Begin
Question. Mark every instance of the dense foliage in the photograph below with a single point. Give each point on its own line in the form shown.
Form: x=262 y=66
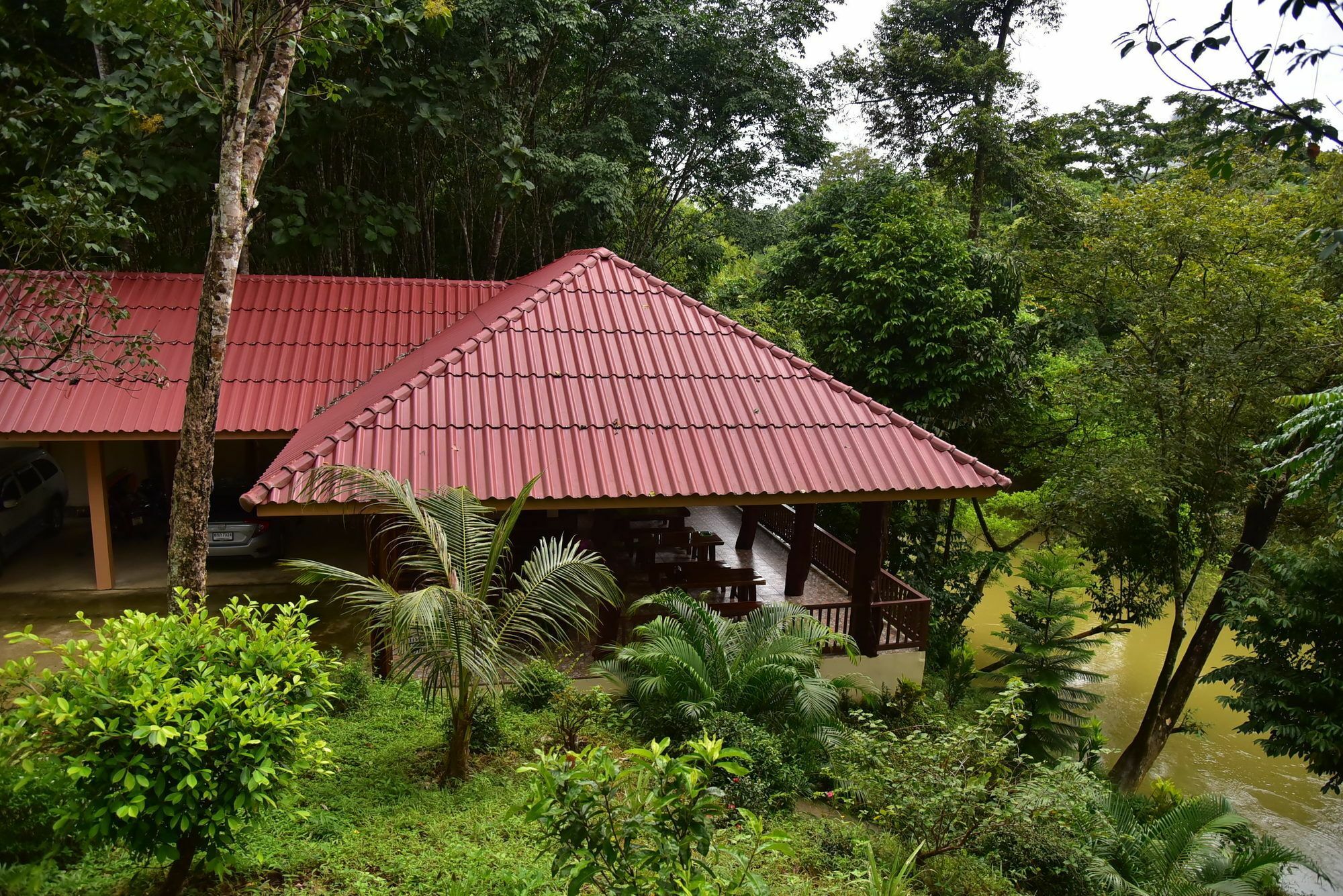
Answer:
x=453 y=613
x=950 y=784
x=690 y=663
x=648 y=824
x=526 y=129
x=1289 y=685
x=895 y=301
x=1048 y=654
x=181 y=730
x=1193 y=848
End
● **WORK INSTRUCTIONS**
Arrange every line of the entries above as a Markdown table with the columns Row and Line, numbering the rows and leaving out blank lines. Omit the pictures.

● **THE ANSWER**
| Row | Line |
|---|---|
| 1 | Question. Mark every instance of the dense foliage in the photograph below with a single point. Give each point on its own line in the form shown. |
| 2 | Form: x=262 y=66 |
| 3 | Answer: |
| 4 | x=453 y=613 |
| 5 | x=950 y=784 |
| 6 | x=690 y=663 |
| 7 | x=648 y=824 |
| 8 | x=526 y=129 |
| 9 | x=1289 y=685 |
| 10 | x=895 y=301 |
| 11 | x=1048 y=654 |
| 12 | x=181 y=730 |
| 13 | x=1193 y=848 |